Orientação
Recolha todas as linhas dos itens abaixo que contêm a palavra "worker" e copie-as tal como aparecem, tendo em conta a diferença entre maiúsculas e minúsculas.
-------- Informações fornecidas
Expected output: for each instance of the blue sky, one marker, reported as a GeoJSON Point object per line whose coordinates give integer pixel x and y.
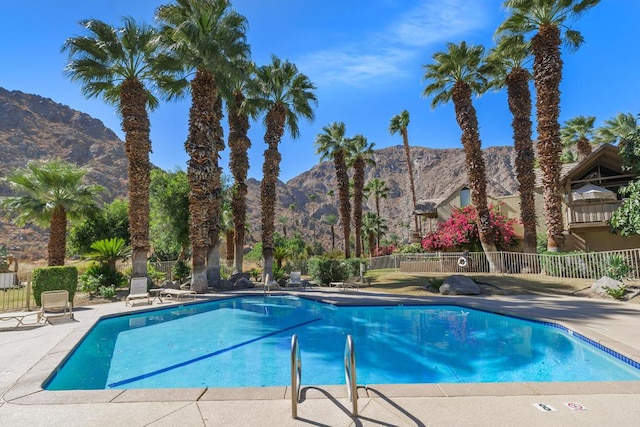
----------------
-------- Informações fornecidas
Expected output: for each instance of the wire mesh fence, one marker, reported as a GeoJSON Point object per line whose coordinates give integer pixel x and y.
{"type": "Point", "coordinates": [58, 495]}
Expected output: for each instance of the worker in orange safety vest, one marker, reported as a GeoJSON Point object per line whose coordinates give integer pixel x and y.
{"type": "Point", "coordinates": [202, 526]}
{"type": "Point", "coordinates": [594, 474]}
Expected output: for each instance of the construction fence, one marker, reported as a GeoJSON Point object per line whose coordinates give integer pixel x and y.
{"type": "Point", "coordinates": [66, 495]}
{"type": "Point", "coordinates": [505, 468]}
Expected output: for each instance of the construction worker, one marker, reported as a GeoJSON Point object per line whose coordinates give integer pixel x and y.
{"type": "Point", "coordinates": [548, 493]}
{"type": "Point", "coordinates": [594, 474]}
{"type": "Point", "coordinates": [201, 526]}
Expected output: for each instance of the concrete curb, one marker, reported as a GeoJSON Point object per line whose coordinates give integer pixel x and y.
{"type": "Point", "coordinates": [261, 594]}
----------------
Resposta
Expected output: for each instance of the worker in orange safety vest, one marker, reported as a GeoJSON Point object per line whose coordinates give integer pixel x and y.
Expected output: for each instance of the construction worker, one marker, reported as a GeoJSON Point object per line whose coordinates give integer pixel x and y.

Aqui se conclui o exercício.